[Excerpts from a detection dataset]
※

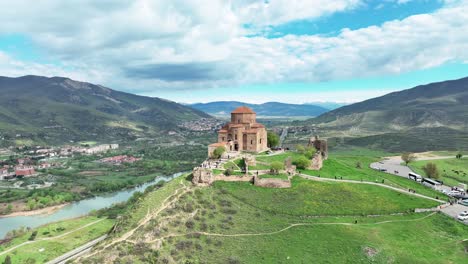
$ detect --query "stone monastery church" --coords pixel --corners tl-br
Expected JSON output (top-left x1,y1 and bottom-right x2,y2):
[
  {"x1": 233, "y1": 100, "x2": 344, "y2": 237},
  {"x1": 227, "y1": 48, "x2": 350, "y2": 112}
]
[{"x1": 208, "y1": 106, "x2": 268, "y2": 157}]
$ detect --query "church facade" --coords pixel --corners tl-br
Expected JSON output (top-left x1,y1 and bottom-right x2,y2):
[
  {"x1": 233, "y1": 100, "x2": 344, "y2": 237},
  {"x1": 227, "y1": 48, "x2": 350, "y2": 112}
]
[{"x1": 208, "y1": 106, "x2": 268, "y2": 156}]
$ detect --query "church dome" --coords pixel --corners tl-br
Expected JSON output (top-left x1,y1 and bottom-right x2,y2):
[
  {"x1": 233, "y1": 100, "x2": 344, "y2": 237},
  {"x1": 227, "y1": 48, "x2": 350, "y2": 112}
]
[{"x1": 231, "y1": 106, "x2": 255, "y2": 114}]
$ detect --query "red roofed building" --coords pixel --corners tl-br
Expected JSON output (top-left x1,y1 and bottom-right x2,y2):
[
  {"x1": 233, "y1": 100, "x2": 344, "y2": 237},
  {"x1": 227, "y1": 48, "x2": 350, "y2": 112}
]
[
  {"x1": 15, "y1": 165, "x2": 36, "y2": 177},
  {"x1": 208, "y1": 106, "x2": 268, "y2": 156}
]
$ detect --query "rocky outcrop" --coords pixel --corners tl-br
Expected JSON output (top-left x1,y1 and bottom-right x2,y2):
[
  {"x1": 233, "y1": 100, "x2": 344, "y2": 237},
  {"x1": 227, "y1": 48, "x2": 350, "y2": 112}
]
[
  {"x1": 254, "y1": 177, "x2": 291, "y2": 188},
  {"x1": 192, "y1": 167, "x2": 215, "y2": 186},
  {"x1": 308, "y1": 136, "x2": 328, "y2": 160}
]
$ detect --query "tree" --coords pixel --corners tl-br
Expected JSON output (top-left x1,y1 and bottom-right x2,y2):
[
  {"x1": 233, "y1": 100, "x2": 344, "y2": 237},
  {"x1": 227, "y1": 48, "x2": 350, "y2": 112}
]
[
  {"x1": 296, "y1": 144, "x2": 305, "y2": 154},
  {"x1": 356, "y1": 161, "x2": 362, "y2": 169},
  {"x1": 401, "y1": 152, "x2": 416, "y2": 166},
  {"x1": 212, "y1": 147, "x2": 226, "y2": 159},
  {"x1": 270, "y1": 161, "x2": 284, "y2": 174},
  {"x1": 267, "y1": 132, "x2": 279, "y2": 148},
  {"x1": 293, "y1": 157, "x2": 310, "y2": 169},
  {"x1": 422, "y1": 162, "x2": 440, "y2": 179}
]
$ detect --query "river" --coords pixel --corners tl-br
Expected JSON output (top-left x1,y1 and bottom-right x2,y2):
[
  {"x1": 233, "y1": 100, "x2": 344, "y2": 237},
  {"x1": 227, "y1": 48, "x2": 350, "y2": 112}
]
[{"x1": 0, "y1": 173, "x2": 183, "y2": 238}]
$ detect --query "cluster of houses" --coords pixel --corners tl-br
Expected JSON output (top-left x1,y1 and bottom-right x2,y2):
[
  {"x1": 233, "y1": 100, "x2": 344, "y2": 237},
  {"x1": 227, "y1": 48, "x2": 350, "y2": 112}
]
[
  {"x1": 18, "y1": 144, "x2": 119, "y2": 159},
  {"x1": 0, "y1": 144, "x2": 119, "y2": 180},
  {"x1": 99, "y1": 155, "x2": 141, "y2": 165},
  {"x1": 179, "y1": 118, "x2": 223, "y2": 131},
  {"x1": 99, "y1": 155, "x2": 141, "y2": 165},
  {"x1": 0, "y1": 158, "x2": 62, "y2": 180}
]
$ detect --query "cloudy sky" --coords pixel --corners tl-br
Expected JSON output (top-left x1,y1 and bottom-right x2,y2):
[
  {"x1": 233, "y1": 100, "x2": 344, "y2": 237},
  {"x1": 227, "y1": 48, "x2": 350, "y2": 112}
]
[{"x1": 0, "y1": 0, "x2": 468, "y2": 103}]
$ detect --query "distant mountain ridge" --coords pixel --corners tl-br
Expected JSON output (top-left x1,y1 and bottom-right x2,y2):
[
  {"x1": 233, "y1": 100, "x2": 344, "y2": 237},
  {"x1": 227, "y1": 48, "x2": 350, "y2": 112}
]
[
  {"x1": 310, "y1": 77, "x2": 468, "y2": 131},
  {"x1": 0, "y1": 75, "x2": 210, "y2": 143},
  {"x1": 189, "y1": 101, "x2": 329, "y2": 117}
]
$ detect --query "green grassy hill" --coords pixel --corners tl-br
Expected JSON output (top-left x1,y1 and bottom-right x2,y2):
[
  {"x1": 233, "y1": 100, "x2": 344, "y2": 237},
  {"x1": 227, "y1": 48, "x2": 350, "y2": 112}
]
[
  {"x1": 76, "y1": 174, "x2": 468, "y2": 263},
  {"x1": 0, "y1": 76, "x2": 209, "y2": 143}
]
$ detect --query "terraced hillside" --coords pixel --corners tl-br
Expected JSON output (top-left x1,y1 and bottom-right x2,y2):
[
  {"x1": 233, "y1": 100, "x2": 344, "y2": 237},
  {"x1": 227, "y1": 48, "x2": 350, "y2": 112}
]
[
  {"x1": 75, "y1": 166, "x2": 468, "y2": 263},
  {"x1": 312, "y1": 78, "x2": 468, "y2": 131}
]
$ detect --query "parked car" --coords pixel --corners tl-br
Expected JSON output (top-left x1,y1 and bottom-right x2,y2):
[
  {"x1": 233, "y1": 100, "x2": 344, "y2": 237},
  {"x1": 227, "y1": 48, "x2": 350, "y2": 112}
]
[
  {"x1": 457, "y1": 211, "x2": 468, "y2": 221},
  {"x1": 447, "y1": 190, "x2": 461, "y2": 197}
]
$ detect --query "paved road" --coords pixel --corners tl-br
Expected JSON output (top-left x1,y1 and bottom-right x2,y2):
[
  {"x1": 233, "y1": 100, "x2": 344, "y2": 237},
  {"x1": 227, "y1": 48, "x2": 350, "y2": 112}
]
[
  {"x1": 370, "y1": 156, "x2": 468, "y2": 224},
  {"x1": 279, "y1": 127, "x2": 288, "y2": 147},
  {"x1": 370, "y1": 156, "x2": 453, "y2": 191},
  {"x1": 47, "y1": 235, "x2": 107, "y2": 264},
  {"x1": 441, "y1": 204, "x2": 468, "y2": 224}
]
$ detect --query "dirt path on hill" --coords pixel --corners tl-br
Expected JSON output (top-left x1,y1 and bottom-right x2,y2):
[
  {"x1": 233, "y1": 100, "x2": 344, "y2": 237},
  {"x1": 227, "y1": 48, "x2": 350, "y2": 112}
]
[
  {"x1": 147, "y1": 212, "x2": 437, "y2": 243},
  {"x1": 0, "y1": 218, "x2": 105, "y2": 256},
  {"x1": 0, "y1": 203, "x2": 70, "y2": 218},
  {"x1": 299, "y1": 174, "x2": 447, "y2": 204},
  {"x1": 78, "y1": 180, "x2": 190, "y2": 258}
]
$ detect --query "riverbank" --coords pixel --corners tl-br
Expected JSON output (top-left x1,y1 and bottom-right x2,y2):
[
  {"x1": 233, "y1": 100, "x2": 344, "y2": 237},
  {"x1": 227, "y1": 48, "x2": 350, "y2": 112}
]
[{"x1": 0, "y1": 203, "x2": 70, "y2": 218}]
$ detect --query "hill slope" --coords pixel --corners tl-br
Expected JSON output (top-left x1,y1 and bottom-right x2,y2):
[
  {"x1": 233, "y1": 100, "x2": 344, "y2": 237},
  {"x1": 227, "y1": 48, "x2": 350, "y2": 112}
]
[
  {"x1": 190, "y1": 101, "x2": 329, "y2": 117},
  {"x1": 0, "y1": 76, "x2": 209, "y2": 143},
  {"x1": 311, "y1": 77, "x2": 468, "y2": 131}
]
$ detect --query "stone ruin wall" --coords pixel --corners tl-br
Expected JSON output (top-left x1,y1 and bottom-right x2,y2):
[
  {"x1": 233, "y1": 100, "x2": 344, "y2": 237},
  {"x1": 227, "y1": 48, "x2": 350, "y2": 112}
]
[{"x1": 254, "y1": 177, "x2": 291, "y2": 188}]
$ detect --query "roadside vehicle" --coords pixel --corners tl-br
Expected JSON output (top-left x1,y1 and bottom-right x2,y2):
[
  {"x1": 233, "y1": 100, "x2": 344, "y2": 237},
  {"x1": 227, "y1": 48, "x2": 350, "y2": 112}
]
[
  {"x1": 457, "y1": 211, "x2": 468, "y2": 221},
  {"x1": 447, "y1": 190, "x2": 461, "y2": 197},
  {"x1": 408, "y1": 172, "x2": 422, "y2": 182}
]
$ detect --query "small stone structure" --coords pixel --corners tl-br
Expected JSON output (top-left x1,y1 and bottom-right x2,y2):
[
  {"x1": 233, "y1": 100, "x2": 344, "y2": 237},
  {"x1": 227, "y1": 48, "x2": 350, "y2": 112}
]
[
  {"x1": 192, "y1": 167, "x2": 215, "y2": 186},
  {"x1": 307, "y1": 136, "x2": 328, "y2": 160},
  {"x1": 309, "y1": 151, "x2": 323, "y2": 170},
  {"x1": 254, "y1": 177, "x2": 291, "y2": 188},
  {"x1": 284, "y1": 157, "x2": 296, "y2": 176},
  {"x1": 208, "y1": 106, "x2": 268, "y2": 157},
  {"x1": 244, "y1": 155, "x2": 257, "y2": 166}
]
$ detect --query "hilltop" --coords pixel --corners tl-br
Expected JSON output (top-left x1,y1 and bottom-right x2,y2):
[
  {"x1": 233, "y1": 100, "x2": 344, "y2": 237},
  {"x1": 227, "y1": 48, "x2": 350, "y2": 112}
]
[
  {"x1": 0, "y1": 75, "x2": 210, "y2": 143},
  {"x1": 310, "y1": 77, "x2": 468, "y2": 131}
]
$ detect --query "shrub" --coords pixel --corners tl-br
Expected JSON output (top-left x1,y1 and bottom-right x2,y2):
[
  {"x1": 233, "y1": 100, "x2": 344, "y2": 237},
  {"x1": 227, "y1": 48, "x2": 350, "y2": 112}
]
[
  {"x1": 422, "y1": 162, "x2": 440, "y2": 179},
  {"x1": 270, "y1": 161, "x2": 284, "y2": 174},
  {"x1": 212, "y1": 147, "x2": 226, "y2": 159},
  {"x1": 293, "y1": 157, "x2": 310, "y2": 169},
  {"x1": 224, "y1": 168, "x2": 234, "y2": 176},
  {"x1": 267, "y1": 132, "x2": 279, "y2": 148},
  {"x1": 401, "y1": 152, "x2": 416, "y2": 166}
]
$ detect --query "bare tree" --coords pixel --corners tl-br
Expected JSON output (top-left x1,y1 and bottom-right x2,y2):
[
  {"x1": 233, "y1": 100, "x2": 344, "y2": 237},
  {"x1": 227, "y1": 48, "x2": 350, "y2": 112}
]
[{"x1": 401, "y1": 152, "x2": 416, "y2": 166}]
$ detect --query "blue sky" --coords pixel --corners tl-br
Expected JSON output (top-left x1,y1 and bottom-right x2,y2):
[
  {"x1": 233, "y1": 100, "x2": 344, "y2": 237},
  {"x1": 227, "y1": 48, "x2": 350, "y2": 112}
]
[{"x1": 0, "y1": 0, "x2": 468, "y2": 103}]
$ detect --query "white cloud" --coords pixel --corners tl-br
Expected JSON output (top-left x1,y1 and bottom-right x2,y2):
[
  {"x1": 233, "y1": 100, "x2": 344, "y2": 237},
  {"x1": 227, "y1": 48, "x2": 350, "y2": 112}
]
[{"x1": 0, "y1": 0, "x2": 468, "y2": 93}]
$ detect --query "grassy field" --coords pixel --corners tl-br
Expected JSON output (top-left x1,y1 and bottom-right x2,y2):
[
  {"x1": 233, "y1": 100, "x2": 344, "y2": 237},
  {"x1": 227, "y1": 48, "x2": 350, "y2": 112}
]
[
  {"x1": 409, "y1": 158, "x2": 468, "y2": 186},
  {"x1": 81, "y1": 175, "x2": 468, "y2": 263},
  {"x1": 256, "y1": 151, "x2": 448, "y2": 200},
  {"x1": 259, "y1": 173, "x2": 288, "y2": 180},
  {"x1": 0, "y1": 216, "x2": 114, "y2": 263}
]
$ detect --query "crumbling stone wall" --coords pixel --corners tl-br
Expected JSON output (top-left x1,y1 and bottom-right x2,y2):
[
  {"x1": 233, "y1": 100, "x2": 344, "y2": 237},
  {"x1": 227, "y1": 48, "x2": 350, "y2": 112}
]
[
  {"x1": 308, "y1": 136, "x2": 328, "y2": 160},
  {"x1": 309, "y1": 151, "x2": 323, "y2": 170},
  {"x1": 192, "y1": 167, "x2": 215, "y2": 186}
]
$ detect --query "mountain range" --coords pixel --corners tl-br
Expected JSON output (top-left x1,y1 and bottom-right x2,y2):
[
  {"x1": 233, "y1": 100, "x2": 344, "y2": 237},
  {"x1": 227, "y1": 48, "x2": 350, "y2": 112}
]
[
  {"x1": 190, "y1": 101, "x2": 330, "y2": 117},
  {"x1": 311, "y1": 77, "x2": 468, "y2": 131},
  {"x1": 0, "y1": 76, "x2": 210, "y2": 142}
]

※

THE TASK ▸ Which lines in the records contain the word "church"? Pick out each one and copy it, treating uppercase and lowercase letters as different.

SOLVED PROBLEM ▸
$ detect --query "stone monastery church" --coords pixel --corners tl-br
$ detect --query "church facade" --coords pixel --corners tl-br
$ detect --query "church dome" --coords pixel --corners tl-br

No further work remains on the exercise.